(Data drawn from a collection)
● ● ● ●

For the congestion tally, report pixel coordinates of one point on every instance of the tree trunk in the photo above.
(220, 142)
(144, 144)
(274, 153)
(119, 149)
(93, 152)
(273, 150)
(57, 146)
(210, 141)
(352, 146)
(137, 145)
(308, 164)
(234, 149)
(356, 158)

● ● ● ●

■ **WHAT NEEDS TO BE DONE**:
Edit the records above so that "tree trunk" reads "utility pole", keeping every other part of the lines identical.

■ **EXPECTED ANSWER**:
For the congestion tally, report pixel coordinates of one point on every instance of the utility pole in the photo above.
(220, 142)
(144, 144)
(274, 153)
(119, 149)
(93, 152)
(273, 150)
(57, 146)
(210, 141)
(352, 146)
(137, 145)
(308, 164)
(234, 149)
(356, 158)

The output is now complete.